Problem details ▸
Reproduce every line of the records below, requests included, shifting each coordinate in the answers by adding 68 to it. Leave the sample coordinates within the requests unchanged.

□ □ □ □ □ □ □

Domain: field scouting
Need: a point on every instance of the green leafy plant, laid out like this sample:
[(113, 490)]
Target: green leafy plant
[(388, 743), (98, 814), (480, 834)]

□ □ □ □ □ □ □

Reply ▸
Domain: field scouting
Need: a point on every instance of the green leafy plant, laid out like this sample:
[(113, 490)]
Target: green leafy plant
[(456, 811), (166, 882), (548, 902)]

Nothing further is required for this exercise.